Shape annotation records:
** start **

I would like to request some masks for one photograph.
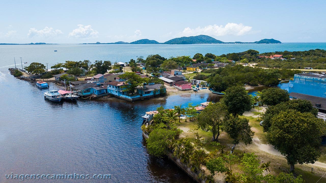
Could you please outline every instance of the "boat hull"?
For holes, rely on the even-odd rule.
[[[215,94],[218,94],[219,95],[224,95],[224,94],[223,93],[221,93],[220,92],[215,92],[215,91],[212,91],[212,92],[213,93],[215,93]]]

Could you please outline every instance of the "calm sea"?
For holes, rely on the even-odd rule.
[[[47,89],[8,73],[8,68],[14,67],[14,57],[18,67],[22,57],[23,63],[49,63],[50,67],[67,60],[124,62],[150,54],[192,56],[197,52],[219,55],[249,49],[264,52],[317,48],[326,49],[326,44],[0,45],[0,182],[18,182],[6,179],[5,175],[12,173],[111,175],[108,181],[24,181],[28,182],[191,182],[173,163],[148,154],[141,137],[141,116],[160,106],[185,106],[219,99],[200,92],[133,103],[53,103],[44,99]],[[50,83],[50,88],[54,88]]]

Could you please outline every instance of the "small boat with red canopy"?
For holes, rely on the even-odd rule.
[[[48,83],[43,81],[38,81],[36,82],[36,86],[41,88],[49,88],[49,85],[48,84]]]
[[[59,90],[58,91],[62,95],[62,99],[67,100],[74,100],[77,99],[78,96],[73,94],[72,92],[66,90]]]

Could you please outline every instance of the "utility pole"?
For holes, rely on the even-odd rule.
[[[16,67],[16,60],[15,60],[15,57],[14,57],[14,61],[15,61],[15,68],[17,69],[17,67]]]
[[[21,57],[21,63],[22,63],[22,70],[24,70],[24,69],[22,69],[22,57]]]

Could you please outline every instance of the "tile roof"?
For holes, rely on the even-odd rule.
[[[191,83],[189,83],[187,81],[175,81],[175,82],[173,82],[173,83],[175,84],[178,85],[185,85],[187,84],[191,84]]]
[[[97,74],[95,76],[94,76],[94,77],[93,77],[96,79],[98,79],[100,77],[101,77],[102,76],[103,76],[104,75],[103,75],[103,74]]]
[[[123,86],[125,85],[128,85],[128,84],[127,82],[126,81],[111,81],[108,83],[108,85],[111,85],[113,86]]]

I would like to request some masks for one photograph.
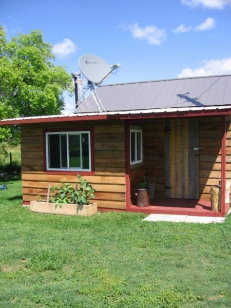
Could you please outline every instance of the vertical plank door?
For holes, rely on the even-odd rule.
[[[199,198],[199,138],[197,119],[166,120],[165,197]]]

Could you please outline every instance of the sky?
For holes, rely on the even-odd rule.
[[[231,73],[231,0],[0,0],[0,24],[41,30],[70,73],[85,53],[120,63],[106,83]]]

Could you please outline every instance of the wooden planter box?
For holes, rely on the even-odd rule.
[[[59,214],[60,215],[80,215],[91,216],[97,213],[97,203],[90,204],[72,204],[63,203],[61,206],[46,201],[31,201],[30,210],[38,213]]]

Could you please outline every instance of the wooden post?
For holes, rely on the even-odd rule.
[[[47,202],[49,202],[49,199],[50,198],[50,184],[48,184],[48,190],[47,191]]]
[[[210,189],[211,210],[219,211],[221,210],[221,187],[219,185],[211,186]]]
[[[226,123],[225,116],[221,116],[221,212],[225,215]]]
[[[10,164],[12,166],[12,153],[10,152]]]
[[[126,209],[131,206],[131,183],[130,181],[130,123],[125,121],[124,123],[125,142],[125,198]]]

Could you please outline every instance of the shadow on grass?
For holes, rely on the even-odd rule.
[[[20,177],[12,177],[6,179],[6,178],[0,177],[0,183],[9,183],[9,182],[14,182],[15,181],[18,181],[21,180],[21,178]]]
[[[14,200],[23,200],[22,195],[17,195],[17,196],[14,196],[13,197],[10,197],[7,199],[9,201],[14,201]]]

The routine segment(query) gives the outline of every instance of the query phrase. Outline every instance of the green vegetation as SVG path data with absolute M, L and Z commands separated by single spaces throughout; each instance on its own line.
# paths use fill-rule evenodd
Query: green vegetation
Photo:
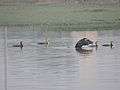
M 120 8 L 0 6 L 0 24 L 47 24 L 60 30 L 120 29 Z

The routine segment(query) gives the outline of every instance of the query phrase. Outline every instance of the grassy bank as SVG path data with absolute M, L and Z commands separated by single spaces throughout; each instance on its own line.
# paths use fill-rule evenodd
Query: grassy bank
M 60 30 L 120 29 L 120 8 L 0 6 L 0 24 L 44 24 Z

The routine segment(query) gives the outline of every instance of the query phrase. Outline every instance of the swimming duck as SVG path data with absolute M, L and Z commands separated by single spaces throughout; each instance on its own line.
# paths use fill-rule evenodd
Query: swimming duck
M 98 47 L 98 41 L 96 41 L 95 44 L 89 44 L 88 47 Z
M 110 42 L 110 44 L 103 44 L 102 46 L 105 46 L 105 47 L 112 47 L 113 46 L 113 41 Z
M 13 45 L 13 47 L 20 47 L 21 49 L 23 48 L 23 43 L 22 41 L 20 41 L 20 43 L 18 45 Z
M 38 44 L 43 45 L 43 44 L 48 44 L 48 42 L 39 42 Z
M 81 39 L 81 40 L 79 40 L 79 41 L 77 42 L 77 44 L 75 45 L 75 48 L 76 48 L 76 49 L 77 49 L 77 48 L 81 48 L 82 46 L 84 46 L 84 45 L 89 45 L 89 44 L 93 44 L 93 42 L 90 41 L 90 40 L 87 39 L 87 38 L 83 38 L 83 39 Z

** end **

## WRITTEN TASK
Rename "routine" to "function" in the records from the line holding "of the green" through the line holding "M 60 30 L 120", both ends included, and write those lines out again with nothing else changed. Leave the pictures out of your answer.

## RESPONSE TO THE TASK
The function segment(query) gives the outline of every instance of the query phrase. Outline every instance of the green vegetation as SVG path data with absolute M, L and Z commands separated by single spaces throughout; each instance on its own line.
# paths use fill-rule evenodd
Query: green vegetation
Photo:
M 120 8 L 0 6 L 0 24 L 47 24 L 60 30 L 120 29 Z

The function segment(query) gives the outline of every instance of the query phrase. Outline every instance of the grassy bank as SVG path data with absolute M, L and Z commands separated by single spaces throughout; each instance on its own line.
# paths use fill-rule evenodd
Query: grassy bank
M 60 30 L 120 29 L 120 8 L 0 6 L 0 24 L 44 24 Z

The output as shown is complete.